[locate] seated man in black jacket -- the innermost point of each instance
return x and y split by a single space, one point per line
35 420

····················

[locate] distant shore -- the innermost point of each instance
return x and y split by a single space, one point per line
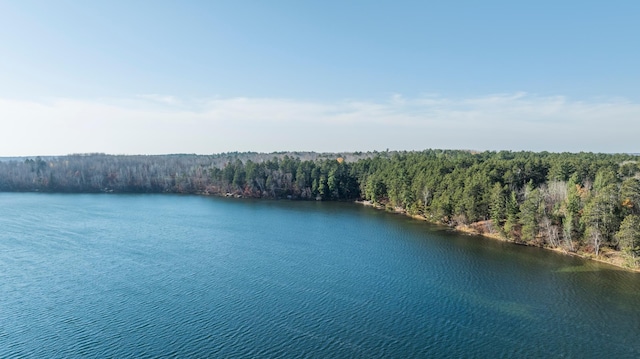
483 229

····················

_THE REQUEST_
Count the lines in the entries above that contain the word "innermost". Reply with the number alone.

_SOLUTION BELOW_
2